(AUFGABEN UND ÜBUNGEN):
(a) Gib den Abschnitt aus dem Textauszug über die Rennstrecke im Frankenwald wortgetreu wieder, beginnend bei „Dort oben, wo“ und endend bei „die Personalien aufgenommen.“.
(b) Führe den Artikel über die illegale Rennstrecke im Frankenwald im Anschluss an seinen letzten Satz weiter.

(TEXTAUSZUG):
○ ○ ○ ○ ○

"Gefahr für Leib und Leben": So wild geht es auf der illegalen Rennstrecke des Frankenwalds zu
Autor: Sandra Hackenberg
Kronach, Samstag, 18. Juli 2020
Wegen ihrer Kurven ist die Strecke zwischen Schauberg und Jagdshof vom Geheimtipp in der Bikerszene zur illegalen Rennstrecke mutiert. Anwohner berichten von kuriosen bis lebensgefährlichen Szenen.
Dort oben, wo die Langenau in die Tettau mündet und sich der Frankenwald von seiner märchenhaftesten Seite zeigt, liegt der 140-Seelenort Schauberg. Doch die Postkartenidylle an der Grenze zu Thüringen trügt: Seit die Landesstraße zwischen Schauberg und Jagdshof vor drei Jahren freigegeben wurde, ist sie zur illegalen Rennstrecke mutiert.
14 Kurven auf 3,4 Kilometern Länge locken Motorrad-Raser aus ganz Deutschland und sogar dem Ausland an. Dass dort rennstreckenmäßig geheizt werden kann, hat sich in der Szene längst herumgesprochen. Erst am vergangenen Wochenende sollen laut der Polizei Sonneberg wieder Rennen stattgefunden haben. Die Beamten haben vor Ort dutzende Motorradfahrer angetroffen - von 16 Personen wurden die Personalien aufgenommen.
Überholmanöver in den Kurven
Zu den Stoßzeiten am Wochenende sollen sich bis zu 60 Biker auf und am Rande der Strecke aufhalten. Werktags hält sich das Aufkommen zwar in Grenzen - los ist trotzdem einiges, wie sich vor Ort zeigt. Das Brummen der Maschinen ist am vergangenen Dienstagabend bereits in Schauberg zu hören.
Nach dem Ortsschild dauert es nicht lange, bis der erste Motorradfahrer in lederner Rennmontur entgegenkommt. "Würde mich nicht wundern, wenn der gleich wieder hinter uns auftaucht", kündigt der Informant an, der das Auto fährt und lieber anonym bleiben möchte. "Die fahren die Strecke mehrmals hintereinander auf und ab und werden dabei immer waghalsiger."

○ ○ ○ ○ ○

(DATENSATZINHALT):
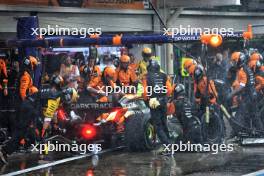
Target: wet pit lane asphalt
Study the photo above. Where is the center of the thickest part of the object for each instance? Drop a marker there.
(242, 160)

○ ○ ○ ○ ○

(ANTWORTEN JE AUFGABE):
(a)
Dort oben, wo die Langenau in die Tettau mündet und sich der Frankenwald von seiner märchenhaftesten Seite zeigt, liegt der 140-Seelenort Schauberg. Doch die Postkartenidylle an der Grenze zu Thüringen trügt: Seit die Landesstraße zwischen Schauberg und Jagdshof vor drei Jahren freigegeben wurde, ist sie zur illegalen Rennstrecke mutiert.
14 Kurven auf 3,4 Kilometern Länge locken Motorrad-Raser aus ganz Deutschland und sogar dem Ausland an. Dass dort rennstreckenmäßig geheizt werden kann, hat sich in der Szene längst herumgesprochen. Erst am vergangenen Wochenende sollen laut der Polizei Sonneberg wieder Rennen stattgefunden haben. Die Beamten haben vor Ort dutzende Motorradfahrer angetroffen - von 16 Personen wurden die Personalien aufgenommen.

(b)
Getränkestützpunkt mit Bierbank
Er soll recht behalten: Etwa auf halber Strecke taucht besagter Fahrer mit Gothaer Kennzeichen urplötzlich wieder hinter dem Fahrzeug auf und überholt, obwohl die beginnende Kurve nicht einsehbar ist. Das Spiel wiederholt sich am Ende der Strecke ein weiteres Mal. "Das muss man sich mal vorstellen: Die fahren 100 Kilometer aus Gotha her, um dann hier zu rasen."
In einer Einmündung haben fünf weitere Fahrer ihre Maschinen abgestellt. Sie sitzen auf einer Bierbank, beobachten die Fahrt ihres Kollegen und trinken Malzbier. Dann laufen sie die Straße ab und inspizieren eine mit Sand abgedeckte Ölspur. "Die ist ganz frisch. Da hat einer wieder den Abflug gemacht", mutmaßt der Informant. Lediglich zwei Unfälle wurden im vergangenen Jahr dokumentiert. Die Dunkelziffer liegt wohl viel höher. Bremsspuren auf dem Asphalt und Dellen in den Leitplanken sind stille Zeugen unzähliger Stürze - die Gemeindeverwaltung Judenbach schätzt mehrere pro Woche.
100 km/h zu schnell
Wegen den vielen Kurven ist die Geschwindigkeit auf der gesamten Strecke auf 70 Stundenkilometer begrenzt - der Informant berichtet von bis zu 170 km/h, von Kameras, die an den Maschinen angebracht werden, um die Manöver zu filmen und von Rowdys, die ihre Maschine auf dem Hinterreifen durch Schauberg bugsieren.